What you will do:
[1] Edit the book review by reproducing its passage starting at "by Joy Passanante" and ending at "Absence, 2011, etc.).", with "novelist" replaced by "author".
[2] According to the book review, how many pages of letters did Bart write to Bertie?
======== Document excerpt ========
THROUGH A LONG ABSENCE

Words from My Father's Wars

by Joy Passanante

Pub Date: Aug. 23rd, 2017
ISBN: 978-0-8142-5424-0
Publisher: Mad Creek/Ohio State Univ. Press

An American combat doctor’s memories of war, as filtered through his novelist daughter (The Art of Absence, 2011, etc.).

From an Italian immigrant family, Army Cpt. Bart Passanante found himself “aimed in the opposite direction” of his parents’ passage earlier in the century, bound as a military doctor to the war theaters of Africa, Italy, and eventually France and Germany. Armed with a trove of letters—more than 1,365 pages—from Bart to her mother, Bertie, written “almost daily in an attempt to span the jagged cleft the war had sliced into their marriage,” the latter-day Passanante explores her father’s recollection of events and retraces his steps on some parts of the journey (“When I first read Bart’s description of his days in the boxcar to Algeria, I had no doubts that I, too, wanted to travel there”). The author takes clear pleasure in her father’s mastery of English, overcoming the linguistic gulf by which immigrants are easily sorted into the category of “Other,” and she has a good eye for the telling detail and for when to quote directly and when to paraphrase. Her father tends to understatement, but sometimes he lets slip just how dangerous his situation is, as when he is preparing to board the landing craft for the invasion of France on D-Day: “Somehow, I’ve become fatalistic about the whole thing,” he writes. “I’m not as scared as I thought I was going to be.” Though the daughter’s commentary is less immediate, there are some fine moments, too, such as her meeting a Frenchwoman who, wounded in crossfire, may have been treated by Dr. Passanante decades earlier. As she writes after their tender encounter, “in the way that I missed my father in the months before he died…when his mind had already been spirited away by Alzheimer’s disease, I missed her already.”
======== Information supplied ========
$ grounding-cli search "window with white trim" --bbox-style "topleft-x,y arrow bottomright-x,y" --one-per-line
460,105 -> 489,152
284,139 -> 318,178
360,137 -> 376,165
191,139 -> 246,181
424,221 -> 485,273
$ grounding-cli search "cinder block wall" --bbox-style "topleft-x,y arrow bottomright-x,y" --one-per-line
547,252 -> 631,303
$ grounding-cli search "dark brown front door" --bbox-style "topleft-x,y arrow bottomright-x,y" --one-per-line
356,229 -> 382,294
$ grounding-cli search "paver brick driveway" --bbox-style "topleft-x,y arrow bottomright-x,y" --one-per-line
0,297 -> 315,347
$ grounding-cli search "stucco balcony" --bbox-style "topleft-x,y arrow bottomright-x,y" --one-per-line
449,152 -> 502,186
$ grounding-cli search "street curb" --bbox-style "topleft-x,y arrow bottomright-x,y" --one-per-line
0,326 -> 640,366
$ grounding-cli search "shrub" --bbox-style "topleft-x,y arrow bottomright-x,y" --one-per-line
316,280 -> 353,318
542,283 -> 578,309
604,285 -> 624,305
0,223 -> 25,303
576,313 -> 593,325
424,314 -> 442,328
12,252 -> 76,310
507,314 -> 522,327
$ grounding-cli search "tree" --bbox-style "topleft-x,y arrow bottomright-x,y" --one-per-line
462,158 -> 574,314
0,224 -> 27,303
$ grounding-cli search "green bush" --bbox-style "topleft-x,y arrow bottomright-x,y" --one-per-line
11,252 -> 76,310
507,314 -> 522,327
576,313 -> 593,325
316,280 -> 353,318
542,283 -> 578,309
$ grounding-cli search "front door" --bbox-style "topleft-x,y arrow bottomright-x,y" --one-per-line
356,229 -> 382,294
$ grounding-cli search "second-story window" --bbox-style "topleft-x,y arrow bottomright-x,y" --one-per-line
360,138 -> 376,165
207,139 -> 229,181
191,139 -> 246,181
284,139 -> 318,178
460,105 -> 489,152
========
List of answers:
[1]
by Joy Passanante

Pub Date: Aug. 23rd, 2017
ISBN: 978-0-8142-5424-0
Publisher: Mad Creek/Ohio State Univ. Press

An American combat doctor’s memories of war, as filtered through his author daughter (The Art of Absence, 2011, etc.).

[2] More than 1,365 pages.